START SUPPLIED PASSAGE
Adds support in macaw-aarch32 for conditional returns. These are not supported in core macaw, and are thus architecture-specific block terminators.
This required changes to the type of arch-specific block terminators. Before, `ArchTermStmt` was only parameterized by a state thread (`ids`). This meant that they could not contain macaw (or crucible) values. Some work on. AArch32 requires being able to store condition values in arch terminators (to support conditional returns). This change modifies the `ArchTermStmt` to enable this, which requires a bit of plumbing through various definitions and some extra instances.
In support of actually using this, it also became necessary to plumb fallthrough block labels through the architecture-specific terminator translation in macaw-symbolic.
Note that this change was overdue, as the PowerPC backend was storing macaw values in a way that would have rendered them unusable in the macaw-ppc-symbolic translation, had any interpretation been provided. These new changes will enable a handler to be written for the conditional PowerPC trap instructions.
PowerPC, x86, and ARM have been updated.
Improves the macaw-aarch32 tests. There is now a command line option to save the generated macaw IR for each
discovered function to /tmp. Note that this reuses some infrastructure from the macaw-symbolic tests. This
shared functionality should be extracted into a macaw-testing library.
END SUPPLIED PASSAGE
Retype the part of the macaw-aarch32 change notes that starts at "In support of" and ends at "have been updated.".
START DATA
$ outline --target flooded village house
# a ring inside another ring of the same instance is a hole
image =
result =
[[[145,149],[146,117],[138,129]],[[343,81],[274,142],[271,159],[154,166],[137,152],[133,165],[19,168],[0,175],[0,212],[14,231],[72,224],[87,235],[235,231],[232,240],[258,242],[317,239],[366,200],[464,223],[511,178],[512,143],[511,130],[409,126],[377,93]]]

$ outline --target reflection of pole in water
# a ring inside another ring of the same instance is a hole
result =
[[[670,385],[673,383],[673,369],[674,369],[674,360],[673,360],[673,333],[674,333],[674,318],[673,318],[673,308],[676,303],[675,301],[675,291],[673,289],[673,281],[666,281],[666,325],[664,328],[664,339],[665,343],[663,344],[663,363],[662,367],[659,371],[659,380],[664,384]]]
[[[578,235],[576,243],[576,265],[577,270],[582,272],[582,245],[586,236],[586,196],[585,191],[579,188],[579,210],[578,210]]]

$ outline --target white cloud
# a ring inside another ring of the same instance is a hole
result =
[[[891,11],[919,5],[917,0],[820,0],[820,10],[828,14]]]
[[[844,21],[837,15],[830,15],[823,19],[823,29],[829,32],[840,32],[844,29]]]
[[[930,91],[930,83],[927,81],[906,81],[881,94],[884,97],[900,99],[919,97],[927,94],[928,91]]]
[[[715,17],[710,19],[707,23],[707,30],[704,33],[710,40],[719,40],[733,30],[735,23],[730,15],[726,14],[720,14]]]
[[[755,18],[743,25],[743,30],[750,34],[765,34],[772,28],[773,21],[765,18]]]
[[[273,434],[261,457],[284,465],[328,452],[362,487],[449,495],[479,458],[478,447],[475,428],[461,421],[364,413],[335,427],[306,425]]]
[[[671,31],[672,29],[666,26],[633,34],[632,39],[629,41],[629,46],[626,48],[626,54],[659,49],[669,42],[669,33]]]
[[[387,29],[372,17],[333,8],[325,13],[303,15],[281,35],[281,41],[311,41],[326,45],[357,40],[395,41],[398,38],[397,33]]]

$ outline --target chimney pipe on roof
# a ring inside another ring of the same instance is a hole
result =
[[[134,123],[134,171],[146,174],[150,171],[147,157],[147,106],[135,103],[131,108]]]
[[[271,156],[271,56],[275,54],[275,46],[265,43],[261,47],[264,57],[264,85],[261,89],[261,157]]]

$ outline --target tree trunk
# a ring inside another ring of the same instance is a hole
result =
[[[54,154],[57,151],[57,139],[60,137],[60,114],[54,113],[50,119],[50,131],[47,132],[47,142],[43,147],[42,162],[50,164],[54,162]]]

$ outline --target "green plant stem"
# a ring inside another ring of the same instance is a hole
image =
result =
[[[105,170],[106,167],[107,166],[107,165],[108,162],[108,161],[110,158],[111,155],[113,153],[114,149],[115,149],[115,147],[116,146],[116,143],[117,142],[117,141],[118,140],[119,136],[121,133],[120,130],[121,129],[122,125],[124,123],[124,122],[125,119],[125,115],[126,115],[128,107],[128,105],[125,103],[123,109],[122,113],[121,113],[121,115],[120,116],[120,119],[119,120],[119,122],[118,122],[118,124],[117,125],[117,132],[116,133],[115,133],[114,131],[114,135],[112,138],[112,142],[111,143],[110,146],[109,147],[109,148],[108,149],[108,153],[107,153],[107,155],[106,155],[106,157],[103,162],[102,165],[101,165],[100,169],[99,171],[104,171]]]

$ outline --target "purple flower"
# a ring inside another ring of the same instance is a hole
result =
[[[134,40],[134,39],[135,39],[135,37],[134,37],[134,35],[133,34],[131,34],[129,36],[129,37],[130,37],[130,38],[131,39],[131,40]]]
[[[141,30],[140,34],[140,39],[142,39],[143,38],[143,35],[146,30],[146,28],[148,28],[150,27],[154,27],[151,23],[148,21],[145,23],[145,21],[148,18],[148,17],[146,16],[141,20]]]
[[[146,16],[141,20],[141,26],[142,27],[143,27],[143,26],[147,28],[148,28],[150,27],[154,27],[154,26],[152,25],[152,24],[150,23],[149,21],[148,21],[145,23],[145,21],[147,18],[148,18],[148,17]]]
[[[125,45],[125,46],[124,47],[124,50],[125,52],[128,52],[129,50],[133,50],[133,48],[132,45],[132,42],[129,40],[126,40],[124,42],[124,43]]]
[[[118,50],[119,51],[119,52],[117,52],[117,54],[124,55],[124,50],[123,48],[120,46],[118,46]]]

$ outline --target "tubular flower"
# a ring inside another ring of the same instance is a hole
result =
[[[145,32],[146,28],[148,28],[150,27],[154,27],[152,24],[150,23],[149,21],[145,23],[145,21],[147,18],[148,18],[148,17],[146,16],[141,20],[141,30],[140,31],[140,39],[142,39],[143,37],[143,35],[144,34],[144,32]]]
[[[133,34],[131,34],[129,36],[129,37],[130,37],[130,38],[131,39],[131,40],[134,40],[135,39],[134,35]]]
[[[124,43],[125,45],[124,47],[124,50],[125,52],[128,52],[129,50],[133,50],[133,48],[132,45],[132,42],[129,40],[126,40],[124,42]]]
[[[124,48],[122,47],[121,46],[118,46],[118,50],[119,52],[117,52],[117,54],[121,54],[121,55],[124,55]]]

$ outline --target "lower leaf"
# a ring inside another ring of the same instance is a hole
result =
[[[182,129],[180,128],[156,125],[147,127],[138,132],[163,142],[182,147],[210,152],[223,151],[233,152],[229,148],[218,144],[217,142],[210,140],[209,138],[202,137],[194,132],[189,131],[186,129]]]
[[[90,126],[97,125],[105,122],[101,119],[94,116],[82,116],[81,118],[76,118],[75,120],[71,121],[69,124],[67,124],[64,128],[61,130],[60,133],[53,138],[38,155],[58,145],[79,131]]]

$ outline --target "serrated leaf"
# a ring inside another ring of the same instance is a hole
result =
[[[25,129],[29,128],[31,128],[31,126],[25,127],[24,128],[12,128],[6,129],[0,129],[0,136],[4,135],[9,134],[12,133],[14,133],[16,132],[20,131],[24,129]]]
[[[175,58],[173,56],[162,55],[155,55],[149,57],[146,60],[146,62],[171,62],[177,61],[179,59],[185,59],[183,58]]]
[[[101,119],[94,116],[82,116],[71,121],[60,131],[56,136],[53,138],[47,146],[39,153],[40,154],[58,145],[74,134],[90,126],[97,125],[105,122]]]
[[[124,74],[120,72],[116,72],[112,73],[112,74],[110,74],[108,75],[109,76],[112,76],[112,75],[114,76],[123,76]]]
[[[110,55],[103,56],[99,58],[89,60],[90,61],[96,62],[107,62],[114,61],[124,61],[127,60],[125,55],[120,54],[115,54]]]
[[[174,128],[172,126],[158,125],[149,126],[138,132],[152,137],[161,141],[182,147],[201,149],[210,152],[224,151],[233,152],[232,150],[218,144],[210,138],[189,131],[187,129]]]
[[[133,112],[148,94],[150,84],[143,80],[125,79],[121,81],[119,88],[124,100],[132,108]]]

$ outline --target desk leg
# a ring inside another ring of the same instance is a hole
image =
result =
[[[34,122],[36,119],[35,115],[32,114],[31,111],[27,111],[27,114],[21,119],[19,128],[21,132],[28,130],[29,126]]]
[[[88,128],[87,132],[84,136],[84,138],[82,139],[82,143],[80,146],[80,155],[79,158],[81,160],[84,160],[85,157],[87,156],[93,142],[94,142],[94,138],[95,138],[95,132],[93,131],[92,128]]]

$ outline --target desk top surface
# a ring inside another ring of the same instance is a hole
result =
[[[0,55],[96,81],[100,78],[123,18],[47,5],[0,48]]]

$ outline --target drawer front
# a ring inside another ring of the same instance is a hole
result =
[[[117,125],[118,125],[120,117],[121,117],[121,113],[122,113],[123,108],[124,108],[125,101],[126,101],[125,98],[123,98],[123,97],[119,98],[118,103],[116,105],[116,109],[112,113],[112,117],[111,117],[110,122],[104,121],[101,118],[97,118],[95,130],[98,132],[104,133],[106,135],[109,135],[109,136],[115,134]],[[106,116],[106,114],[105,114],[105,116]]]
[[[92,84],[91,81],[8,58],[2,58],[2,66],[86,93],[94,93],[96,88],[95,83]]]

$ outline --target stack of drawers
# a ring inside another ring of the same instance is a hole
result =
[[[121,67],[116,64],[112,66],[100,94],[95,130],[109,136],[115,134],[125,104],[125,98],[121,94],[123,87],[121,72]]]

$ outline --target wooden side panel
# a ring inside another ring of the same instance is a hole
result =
END DATA
TASK SOLUTION:
In support of actually using this, it also became necessary to plumb fallthrough block labels through the architecture-specific terminator translation in macaw-symbolic.
Note that this change was overdue, as the PowerPC backend was storing macaw values in a way that would have rendered them unusable in the macaw-ppc-symbolic translation, had any interpretation been provided. These new changes will enable a handler to be written for the conditional PowerPC trap instructions.
PowerPC, x86, and ARM have been updated.